A sauna suit is a garment made from waterproof fabric designed to make the wearer sweat profusely during exercise. A sauna suit is sometimes called a "rubber suit" because the early types were made of rubber or rubberized cloth. Now, sauna suits are typically made of PVC or coated nylon cloth. The construction is typically in the style of a waterproof sweat suit, consisting of a pullover jacket and drawstring pants. The closures at waist, neck, wrists and ankles are all elasticated to help retain body heat and moisture within the garment. In some sauna suits, the jacket also includes a hood to provide additional retention of body heat.

■ Provided records
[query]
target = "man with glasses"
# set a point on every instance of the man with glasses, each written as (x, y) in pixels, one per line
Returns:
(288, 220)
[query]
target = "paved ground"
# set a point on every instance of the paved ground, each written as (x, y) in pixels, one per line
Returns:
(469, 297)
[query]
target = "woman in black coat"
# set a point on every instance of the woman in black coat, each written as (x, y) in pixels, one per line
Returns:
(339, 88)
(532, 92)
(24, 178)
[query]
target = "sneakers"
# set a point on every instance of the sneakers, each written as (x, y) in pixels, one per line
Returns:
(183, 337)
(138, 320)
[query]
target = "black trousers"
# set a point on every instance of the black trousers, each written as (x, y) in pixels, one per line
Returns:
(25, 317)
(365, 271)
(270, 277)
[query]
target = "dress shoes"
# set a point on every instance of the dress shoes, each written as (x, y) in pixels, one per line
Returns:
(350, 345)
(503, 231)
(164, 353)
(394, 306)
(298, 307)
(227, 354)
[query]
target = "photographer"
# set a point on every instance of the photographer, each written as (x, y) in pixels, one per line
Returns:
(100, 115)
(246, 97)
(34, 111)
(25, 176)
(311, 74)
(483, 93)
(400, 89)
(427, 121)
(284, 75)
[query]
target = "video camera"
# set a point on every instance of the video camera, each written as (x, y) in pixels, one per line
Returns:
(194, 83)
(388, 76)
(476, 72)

■ Study questions
- 1) According to the text about sauna suits, what materials are sauna suits typically made of now?
- 2) Quote the stretch of the sauna suit text from "A sauna suit is a" through "of body heat.".
The records have nothing to do with the text about sauna suits.

■ Answer section
- 1) They are typically made of PVC or coated nylon cloth.

- 2)
A sauna suit is a garment made from waterproof fabric designed to make the wearer sweat profusely during exercise. A sauna suit is sometimes called a "rubber suit" because the early types were made of rubber or rubberized cloth. Now, sauna suits are typically made of PVC or coated nylon cloth. The construction is typically in the style of a waterproof sweat suit, consisting of a pullover jacket and drawstring pants. The closures at waist, neck, wrists and ankles are all elasticated to help retain body heat and moisture within the garment. In some sauna suits, the jacket also includes a hood to provide additional retention of body heat.